Exercise description >> The data below must be copied in full and without any change.

BEGIN

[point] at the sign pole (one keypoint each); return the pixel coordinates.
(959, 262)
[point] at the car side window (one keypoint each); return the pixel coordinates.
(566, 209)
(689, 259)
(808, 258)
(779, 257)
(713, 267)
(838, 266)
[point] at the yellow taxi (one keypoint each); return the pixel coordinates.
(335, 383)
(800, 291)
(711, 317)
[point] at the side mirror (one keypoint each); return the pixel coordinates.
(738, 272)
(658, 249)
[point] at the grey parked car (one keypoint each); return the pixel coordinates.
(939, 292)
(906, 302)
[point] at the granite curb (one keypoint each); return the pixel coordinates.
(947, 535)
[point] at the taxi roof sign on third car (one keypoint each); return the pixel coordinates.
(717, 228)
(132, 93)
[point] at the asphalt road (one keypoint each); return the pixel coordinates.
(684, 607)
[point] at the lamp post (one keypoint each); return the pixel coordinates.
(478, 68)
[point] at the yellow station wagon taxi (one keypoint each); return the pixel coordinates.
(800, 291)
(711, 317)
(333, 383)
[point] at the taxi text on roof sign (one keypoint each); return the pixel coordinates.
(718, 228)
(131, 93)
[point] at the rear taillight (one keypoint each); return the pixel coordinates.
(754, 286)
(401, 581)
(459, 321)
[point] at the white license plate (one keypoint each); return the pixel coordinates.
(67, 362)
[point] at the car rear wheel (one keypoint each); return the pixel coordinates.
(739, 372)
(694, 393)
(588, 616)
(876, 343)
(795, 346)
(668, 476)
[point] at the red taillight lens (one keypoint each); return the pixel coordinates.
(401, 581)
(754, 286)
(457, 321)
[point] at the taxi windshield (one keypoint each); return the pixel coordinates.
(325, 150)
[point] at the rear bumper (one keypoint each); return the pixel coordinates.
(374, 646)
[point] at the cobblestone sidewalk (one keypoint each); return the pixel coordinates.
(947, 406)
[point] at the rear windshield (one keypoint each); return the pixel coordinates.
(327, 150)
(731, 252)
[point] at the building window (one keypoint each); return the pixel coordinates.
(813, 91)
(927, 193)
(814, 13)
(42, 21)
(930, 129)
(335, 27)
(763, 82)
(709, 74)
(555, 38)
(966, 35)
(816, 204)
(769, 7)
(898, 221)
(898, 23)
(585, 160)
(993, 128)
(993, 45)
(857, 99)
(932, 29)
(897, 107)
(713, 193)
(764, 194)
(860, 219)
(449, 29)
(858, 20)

END

Exercise response >>
[point] at the sign pole (one keypoint each); return the pixel coordinates.
(959, 262)
[point] at the car side window (one keypoint each); return the pixel coordinates.
(566, 209)
(689, 259)
(808, 258)
(779, 257)
(713, 267)
(838, 266)
[point] at the yellow taxi (one keypoint each); return the pixel coordinates.
(335, 383)
(800, 291)
(711, 317)
[point] at the side mirror (one keypoint each); return the pixel coordinates.
(738, 272)
(658, 249)
[point] at the grey parked car (one keypoint each); return the pixel coordinates.
(939, 292)
(906, 302)
[point] at the granite curb (one keypoint each); return the pixel coordinates.
(947, 535)
[point] at the taxi roof sign on third car (one keypoint each); return the pixel coordinates.
(717, 228)
(132, 93)
[point] at the asphalt road (one keypoint each); return the pixel coordinates.
(684, 607)
[point] at the lamp post (one keypoint each); return the pixel coordinates.
(478, 68)
[point] at the yellow station wagon taxi (one keypoint each); return the pixel coordinates.
(800, 291)
(711, 317)
(333, 383)
[point] at the taxi text on roof sign (one keypoint each); return the pixel coordinates.
(718, 228)
(131, 93)
[point] at the rear taillight (one keypoint each); return the pixel coordinates.
(754, 286)
(401, 581)
(459, 321)
[point] at the white license plate (one keypoint each); return the pixel coordinates.
(67, 362)
[point] at the car rear wheel (one keypoint each); return the pixel coordinates.
(739, 372)
(694, 393)
(588, 616)
(876, 343)
(795, 346)
(668, 476)
[point] at the red taillight lens (one keypoint each); return the pixel coordinates.
(401, 581)
(754, 286)
(457, 321)
[point] at the taxi windshield (one keypoint each); return the pixel coordinates.
(325, 150)
[point] at the rear bumper (one keypoint each); return the pixel coordinates.
(374, 646)
[point] at the cobblestone sidewalk (one keypoint each); return the pixel coordinates.
(947, 406)
[point] at the rear windshield (one keypoint each); return the pixel coordinates.
(327, 150)
(731, 252)
[point] at the building window (one keypoint each); return the pixel coordinates.
(813, 91)
(927, 193)
(814, 13)
(42, 21)
(930, 129)
(335, 27)
(763, 82)
(709, 74)
(555, 38)
(966, 35)
(816, 204)
(769, 7)
(898, 221)
(898, 23)
(585, 160)
(993, 128)
(993, 45)
(857, 99)
(932, 29)
(897, 107)
(713, 193)
(764, 194)
(860, 219)
(449, 29)
(858, 20)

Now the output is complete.